+++ Material supplied
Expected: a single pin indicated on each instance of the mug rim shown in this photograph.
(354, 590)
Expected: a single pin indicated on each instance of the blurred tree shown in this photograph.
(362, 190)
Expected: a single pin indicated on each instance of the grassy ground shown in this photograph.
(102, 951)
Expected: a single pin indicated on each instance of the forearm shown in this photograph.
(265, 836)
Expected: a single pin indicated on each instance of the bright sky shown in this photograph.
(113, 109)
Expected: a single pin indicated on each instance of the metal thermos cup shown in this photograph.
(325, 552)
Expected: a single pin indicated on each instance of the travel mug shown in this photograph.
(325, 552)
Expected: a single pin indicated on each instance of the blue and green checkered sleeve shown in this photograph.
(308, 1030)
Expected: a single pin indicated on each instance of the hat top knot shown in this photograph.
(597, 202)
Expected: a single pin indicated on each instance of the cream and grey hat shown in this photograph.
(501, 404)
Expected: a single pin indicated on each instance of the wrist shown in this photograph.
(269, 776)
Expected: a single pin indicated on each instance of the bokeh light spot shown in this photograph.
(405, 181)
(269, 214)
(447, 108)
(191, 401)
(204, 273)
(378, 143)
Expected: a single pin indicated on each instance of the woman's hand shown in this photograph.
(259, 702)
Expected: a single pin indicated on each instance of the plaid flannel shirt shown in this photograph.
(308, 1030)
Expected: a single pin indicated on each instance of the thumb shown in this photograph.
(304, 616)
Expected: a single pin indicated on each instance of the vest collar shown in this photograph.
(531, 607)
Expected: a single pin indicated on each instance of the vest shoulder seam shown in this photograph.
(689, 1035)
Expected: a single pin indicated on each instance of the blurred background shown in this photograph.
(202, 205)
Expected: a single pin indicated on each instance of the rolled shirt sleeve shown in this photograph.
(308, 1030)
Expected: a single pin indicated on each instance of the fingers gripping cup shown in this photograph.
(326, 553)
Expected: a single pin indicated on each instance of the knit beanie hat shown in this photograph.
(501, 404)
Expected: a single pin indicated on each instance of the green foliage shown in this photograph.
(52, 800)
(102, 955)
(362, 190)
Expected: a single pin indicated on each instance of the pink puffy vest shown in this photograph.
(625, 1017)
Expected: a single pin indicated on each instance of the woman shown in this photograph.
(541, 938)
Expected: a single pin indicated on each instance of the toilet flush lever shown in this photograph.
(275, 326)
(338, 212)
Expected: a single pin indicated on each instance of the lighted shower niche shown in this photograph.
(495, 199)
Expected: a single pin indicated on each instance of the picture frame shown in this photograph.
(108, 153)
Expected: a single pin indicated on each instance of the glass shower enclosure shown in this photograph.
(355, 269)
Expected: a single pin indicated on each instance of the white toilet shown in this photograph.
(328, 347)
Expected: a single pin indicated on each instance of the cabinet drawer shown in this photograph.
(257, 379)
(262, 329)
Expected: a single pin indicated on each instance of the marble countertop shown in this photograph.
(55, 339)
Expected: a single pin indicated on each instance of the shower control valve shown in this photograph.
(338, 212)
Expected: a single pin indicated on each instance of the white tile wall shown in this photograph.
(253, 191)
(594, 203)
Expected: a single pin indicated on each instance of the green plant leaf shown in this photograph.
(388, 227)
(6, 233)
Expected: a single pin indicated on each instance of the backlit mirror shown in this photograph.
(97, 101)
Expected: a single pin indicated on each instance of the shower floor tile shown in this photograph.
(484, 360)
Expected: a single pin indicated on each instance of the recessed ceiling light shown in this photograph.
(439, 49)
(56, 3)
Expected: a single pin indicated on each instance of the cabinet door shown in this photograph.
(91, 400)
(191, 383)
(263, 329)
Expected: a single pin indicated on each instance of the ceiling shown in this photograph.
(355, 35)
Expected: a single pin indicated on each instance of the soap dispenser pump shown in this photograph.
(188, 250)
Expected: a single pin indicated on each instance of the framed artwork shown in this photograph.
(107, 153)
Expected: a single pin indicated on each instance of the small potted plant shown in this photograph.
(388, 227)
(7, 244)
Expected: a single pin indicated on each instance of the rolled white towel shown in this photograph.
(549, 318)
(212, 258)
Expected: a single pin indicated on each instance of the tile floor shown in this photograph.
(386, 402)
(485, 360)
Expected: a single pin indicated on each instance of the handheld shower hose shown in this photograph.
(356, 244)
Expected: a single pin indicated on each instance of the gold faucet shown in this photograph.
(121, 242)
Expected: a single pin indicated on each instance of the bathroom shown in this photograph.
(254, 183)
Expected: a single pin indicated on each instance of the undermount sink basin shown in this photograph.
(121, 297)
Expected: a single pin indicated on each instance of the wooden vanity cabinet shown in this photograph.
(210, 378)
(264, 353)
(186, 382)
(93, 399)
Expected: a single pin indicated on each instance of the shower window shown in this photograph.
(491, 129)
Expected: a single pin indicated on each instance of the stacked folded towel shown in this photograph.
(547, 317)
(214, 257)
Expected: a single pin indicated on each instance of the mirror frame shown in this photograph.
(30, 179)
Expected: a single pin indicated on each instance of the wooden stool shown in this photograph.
++++++
- What is needed:
Exactly as written above, reproduce all of the entries.

- Problem solution:
Expected: a single pin indicated on each instance of the mug rim shown in this photograph.
(354, 590)
Expected: a single pin indicated on each instance of the blurred tree shown in this photograph.
(362, 190)
Expected: a single pin indicated on each instance of the grassy ground shown in this photograph.
(102, 951)
Expected: a single pin indicated on each instance of the forearm shown in this photograph.
(265, 836)
Expected: a single pin indicated on each instance of the bright sky shown in this photograph.
(113, 109)
Expected: a single pin indicated on each instance of the metal thermos cup shown in this photograph.
(325, 552)
Expected: a single pin indicated on each instance of the travel mug shown in this photograph.
(325, 552)
Expected: a single pin indicated on each instance of the blue and green checkered sleeve shown in this photograph.
(308, 1030)
Expected: a single pin indicated on each instance of the hat top knot shown in this photograph.
(597, 202)
Expected: a single pin indicated on each instance of the cream and grey hat shown in this photograph.
(501, 404)
Expected: a single pin indicated on each instance of the wrist shown in this photograph.
(269, 776)
Expected: a single pin indicated on each instance of the bokeh light spot shown in this photograph.
(405, 181)
(269, 214)
(447, 108)
(191, 401)
(204, 273)
(378, 143)
Expected: a single pin indicated on each instance of the woman's hand shown in this photograph.
(259, 702)
Expected: a single pin indicated on each instance of the plaid flannel shirt shown in this photograph.
(308, 1030)
Expected: a single pin indicated on each instance of the thumb shown in this photograph.
(304, 616)
Expected: a single pin indicated on each instance of the vest collar shown in this photograph.
(531, 607)
Expected: a single pin indicated on each instance of the vest shoulder seam shown in this photograph.
(689, 1035)
Expected: a single pin indicated on each instance of the blurred background shown in this photograph.
(202, 205)
Expected: a single pin indicated on each instance of the rolled shirt sleeve shown in this photograph.
(308, 1030)
Expected: a single pin indicated on each instance of the fingers gripping cup shown in this photograph.
(326, 553)
Expected: a single pin indicated on each instance of the knit beanie hat shown in this photograph.
(501, 404)
Expected: a single pin indicated on each instance of the green foliage shown in this photograph.
(52, 800)
(102, 955)
(362, 190)
Expected: a single pin indicated on each instance of the pink puffy vest shown in this photograph.
(625, 1017)
Expected: a single pin indicated on each instance of the woman shown in this photograph.
(541, 938)
Expected: a single pin indicated on each instance of the toilet flush lever shown in this photograph.
(275, 326)
(338, 212)
Expected: a single pin indicated on each instance of the lighted shower niche shown in this photograph.
(495, 199)
Expected: a single pin indicated on each instance of the picture frame shown in this photograph.
(108, 153)
Expected: a single pin indicated on each instance of the glass shower enclosure shown in this photograph.
(355, 269)
Expected: a single pin indicated on each instance of the white toilet shown in this photograph.
(328, 347)
Expected: a single pin indicated on each instance of the cabinet drawer shown in this photograph.
(257, 379)
(262, 329)
Expected: a single pin indicated on each instance of the marble countertop shown in this photograph.
(55, 339)
Expected: a single pin indicated on each instance of the shower control valve shown in this photograph.
(338, 212)
Expected: a single pin indicated on each instance of the white tile wall shown in this photograph.
(253, 191)
(594, 203)
Expected: a single pin indicated on each instance of the green plant leaf shown in this photograph.
(388, 227)
(6, 233)
Expected: a single pin indicated on each instance of the backlit mirror shown in this photograph.
(97, 101)
Expected: a single pin indicated on each instance of the shower floor tile shown in this photograph.
(484, 360)
Expected: a single pin indicated on each instance of the recessed ceiling light shown in this photograph.
(439, 49)
(56, 3)
Expected: a single pin indicated on each instance of the cabinet door shown in this photograph.
(91, 400)
(191, 383)
(263, 329)
Expected: a single pin indicated on each instance of the ceiling shown in this photograph.
(355, 35)
Expected: a single pin indicated on each instance of the soap dispenser pump shown in this photograph.
(188, 250)
Expected: a single pin indicated on each instance of the framed artwork shown in this photograph.
(107, 153)
Expected: a single pin indicated on each instance of the small potted plant shown in this photograph.
(388, 227)
(7, 244)
Expected: a single pin indicated on each instance of the rolled white towel shown in this photograph.
(549, 318)
(212, 258)
Expected: a single pin indicated on each instance of the tile floor shown in this photograph.
(386, 402)
(485, 360)
Expected: a single pin indicated on each instance of the handheld shower hose shown in this photograph.
(356, 244)
Expected: a single pin indicated on each instance of the gold faucet shown in this photograph.
(121, 242)
Expected: a single pin indicated on each instance of the bathroom shown in this photograph.
(254, 183)
Expected: a single pin indicated on each instance of the undermount sink basin shown in this photograph.
(121, 297)
Expected: a single pin indicated on each instance of the wooden vanity cabinet shown in this photograph.
(210, 378)
(264, 353)
(186, 382)
(93, 399)
Expected: a single pin indicated on each instance of the shower window shown in this photograph.
(491, 129)
Expected: a single pin indicated on each instance of the stacked folded towel shown in this photograph.
(547, 317)
(214, 257)
Expected: a single pin indicated on each instance of the mirror frame shown in this photograph.
(30, 179)
Expected: a single pin indicated on each instance of the wooden stool shown in this photograph.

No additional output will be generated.